Directions:
Recast the lines from the start through the line containing "296, 70, 365, 108" as a JSON list of strings, one string per line, leaving out any blank lines.

Supplied material:

>> Start

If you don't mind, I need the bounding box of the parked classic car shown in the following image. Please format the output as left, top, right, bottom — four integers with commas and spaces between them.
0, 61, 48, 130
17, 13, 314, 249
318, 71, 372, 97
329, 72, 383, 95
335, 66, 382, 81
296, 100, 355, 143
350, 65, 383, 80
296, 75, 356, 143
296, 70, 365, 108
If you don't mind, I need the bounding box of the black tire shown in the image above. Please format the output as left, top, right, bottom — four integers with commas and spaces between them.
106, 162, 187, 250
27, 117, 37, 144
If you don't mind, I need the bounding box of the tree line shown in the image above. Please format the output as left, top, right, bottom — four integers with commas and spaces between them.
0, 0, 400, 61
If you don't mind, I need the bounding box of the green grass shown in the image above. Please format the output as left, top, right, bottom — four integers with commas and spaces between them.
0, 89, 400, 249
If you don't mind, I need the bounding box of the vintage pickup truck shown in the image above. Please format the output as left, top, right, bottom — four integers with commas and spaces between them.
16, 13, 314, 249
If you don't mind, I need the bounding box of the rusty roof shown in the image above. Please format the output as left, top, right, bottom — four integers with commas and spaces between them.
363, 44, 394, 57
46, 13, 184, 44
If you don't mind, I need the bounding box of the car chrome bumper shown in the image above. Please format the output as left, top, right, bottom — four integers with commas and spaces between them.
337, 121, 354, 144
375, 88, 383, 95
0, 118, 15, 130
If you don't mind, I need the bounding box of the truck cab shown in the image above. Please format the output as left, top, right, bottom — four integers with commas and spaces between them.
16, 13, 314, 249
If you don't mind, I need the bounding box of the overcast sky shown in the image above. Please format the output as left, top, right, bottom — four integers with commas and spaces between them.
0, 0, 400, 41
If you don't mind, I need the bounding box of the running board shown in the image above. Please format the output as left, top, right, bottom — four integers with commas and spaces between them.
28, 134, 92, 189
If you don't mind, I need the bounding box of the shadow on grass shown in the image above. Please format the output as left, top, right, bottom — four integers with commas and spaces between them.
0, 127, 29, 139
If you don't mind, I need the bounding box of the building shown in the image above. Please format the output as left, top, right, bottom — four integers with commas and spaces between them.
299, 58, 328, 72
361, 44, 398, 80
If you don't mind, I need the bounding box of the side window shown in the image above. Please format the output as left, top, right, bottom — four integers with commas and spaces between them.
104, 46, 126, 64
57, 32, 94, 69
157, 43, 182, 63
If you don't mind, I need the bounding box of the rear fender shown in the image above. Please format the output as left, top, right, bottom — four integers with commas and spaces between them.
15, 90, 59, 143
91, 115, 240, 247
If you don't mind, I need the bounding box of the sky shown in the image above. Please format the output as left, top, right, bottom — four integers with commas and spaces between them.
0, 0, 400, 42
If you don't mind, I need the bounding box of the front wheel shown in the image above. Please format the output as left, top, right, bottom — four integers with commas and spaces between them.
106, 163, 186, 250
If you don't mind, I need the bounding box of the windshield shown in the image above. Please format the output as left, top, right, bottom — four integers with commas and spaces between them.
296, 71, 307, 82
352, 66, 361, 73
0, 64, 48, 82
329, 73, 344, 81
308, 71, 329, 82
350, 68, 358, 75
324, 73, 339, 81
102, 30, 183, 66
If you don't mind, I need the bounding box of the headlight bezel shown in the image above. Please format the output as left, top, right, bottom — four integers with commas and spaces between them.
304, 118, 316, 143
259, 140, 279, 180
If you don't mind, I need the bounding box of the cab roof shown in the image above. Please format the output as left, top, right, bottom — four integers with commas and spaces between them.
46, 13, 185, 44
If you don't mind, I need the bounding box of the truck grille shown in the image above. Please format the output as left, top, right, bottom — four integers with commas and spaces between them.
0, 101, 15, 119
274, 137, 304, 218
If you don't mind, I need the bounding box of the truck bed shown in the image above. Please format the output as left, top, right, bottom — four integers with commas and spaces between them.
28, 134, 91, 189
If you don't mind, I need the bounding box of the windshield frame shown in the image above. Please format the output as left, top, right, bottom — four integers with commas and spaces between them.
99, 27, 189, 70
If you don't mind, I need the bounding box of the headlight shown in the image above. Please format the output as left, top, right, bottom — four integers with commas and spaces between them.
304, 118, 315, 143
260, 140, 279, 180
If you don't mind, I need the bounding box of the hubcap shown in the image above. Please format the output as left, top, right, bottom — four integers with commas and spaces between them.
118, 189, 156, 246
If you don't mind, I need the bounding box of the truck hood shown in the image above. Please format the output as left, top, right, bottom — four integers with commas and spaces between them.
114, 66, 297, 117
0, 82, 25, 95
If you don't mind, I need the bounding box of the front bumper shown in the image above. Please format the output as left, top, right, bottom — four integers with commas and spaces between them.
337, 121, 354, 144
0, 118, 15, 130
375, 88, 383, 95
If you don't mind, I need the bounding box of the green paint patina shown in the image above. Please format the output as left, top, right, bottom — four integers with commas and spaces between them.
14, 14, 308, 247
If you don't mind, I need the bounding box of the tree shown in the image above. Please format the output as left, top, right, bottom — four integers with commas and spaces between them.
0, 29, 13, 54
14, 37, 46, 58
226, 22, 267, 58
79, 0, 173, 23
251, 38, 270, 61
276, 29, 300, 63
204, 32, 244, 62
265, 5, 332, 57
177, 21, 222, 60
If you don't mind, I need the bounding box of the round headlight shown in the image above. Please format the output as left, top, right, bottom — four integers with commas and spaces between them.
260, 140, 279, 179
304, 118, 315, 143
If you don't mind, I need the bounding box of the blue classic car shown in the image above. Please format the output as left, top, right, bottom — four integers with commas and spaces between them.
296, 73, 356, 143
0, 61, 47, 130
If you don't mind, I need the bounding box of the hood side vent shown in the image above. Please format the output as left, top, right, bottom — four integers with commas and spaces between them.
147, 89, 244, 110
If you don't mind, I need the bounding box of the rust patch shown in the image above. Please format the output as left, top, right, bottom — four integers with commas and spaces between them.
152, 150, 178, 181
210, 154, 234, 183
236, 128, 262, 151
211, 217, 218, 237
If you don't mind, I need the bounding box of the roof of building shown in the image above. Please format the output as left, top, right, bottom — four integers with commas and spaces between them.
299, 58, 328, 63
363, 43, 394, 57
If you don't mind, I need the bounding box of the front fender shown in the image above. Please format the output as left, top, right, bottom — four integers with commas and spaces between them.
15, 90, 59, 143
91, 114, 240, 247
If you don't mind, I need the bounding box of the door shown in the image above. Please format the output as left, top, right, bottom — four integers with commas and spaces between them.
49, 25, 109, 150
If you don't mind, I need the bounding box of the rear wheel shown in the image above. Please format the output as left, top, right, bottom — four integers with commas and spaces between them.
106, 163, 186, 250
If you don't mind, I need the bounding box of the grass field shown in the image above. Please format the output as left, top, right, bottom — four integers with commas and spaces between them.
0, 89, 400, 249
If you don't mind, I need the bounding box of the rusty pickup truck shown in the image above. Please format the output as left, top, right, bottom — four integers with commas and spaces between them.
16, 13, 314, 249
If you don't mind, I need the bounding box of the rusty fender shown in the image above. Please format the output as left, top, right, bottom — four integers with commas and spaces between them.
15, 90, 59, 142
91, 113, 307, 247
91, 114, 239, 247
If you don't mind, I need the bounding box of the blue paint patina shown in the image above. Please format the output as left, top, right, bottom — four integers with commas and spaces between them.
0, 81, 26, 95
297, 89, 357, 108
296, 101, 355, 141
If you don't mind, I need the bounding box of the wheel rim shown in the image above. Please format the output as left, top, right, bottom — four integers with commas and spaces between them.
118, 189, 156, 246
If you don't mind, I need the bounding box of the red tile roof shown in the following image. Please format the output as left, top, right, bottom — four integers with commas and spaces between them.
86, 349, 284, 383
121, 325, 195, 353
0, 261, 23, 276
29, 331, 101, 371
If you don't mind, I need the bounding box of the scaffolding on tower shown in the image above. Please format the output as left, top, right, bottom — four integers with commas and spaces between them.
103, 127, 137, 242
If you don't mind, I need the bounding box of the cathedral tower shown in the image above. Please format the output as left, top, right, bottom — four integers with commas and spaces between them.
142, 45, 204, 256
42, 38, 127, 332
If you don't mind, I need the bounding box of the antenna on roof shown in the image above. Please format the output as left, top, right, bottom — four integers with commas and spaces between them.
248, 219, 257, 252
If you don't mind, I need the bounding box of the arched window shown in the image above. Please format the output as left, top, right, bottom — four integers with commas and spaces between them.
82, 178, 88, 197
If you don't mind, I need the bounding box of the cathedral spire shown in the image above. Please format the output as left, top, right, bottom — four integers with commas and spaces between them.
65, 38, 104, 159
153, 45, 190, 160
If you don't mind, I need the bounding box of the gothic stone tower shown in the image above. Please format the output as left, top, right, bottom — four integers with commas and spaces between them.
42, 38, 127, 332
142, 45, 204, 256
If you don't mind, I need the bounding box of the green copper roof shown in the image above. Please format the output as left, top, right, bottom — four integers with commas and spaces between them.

>> End

Exercise response:
[
  "If you don't mind, I need the bounding box of the parked classic car shown in the following image. Please format the output as left, top, right, bottom — four integers with commas and spaces between them.",
  "0, 61, 48, 130",
  "17, 13, 314, 249",
  "318, 71, 372, 97",
  "329, 72, 383, 95",
  "335, 66, 382, 81",
  "296, 100, 355, 143",
  "350, 65, 383, 80",
  "296, 75, 356, 143",
  "296, 70, 365, 108"
]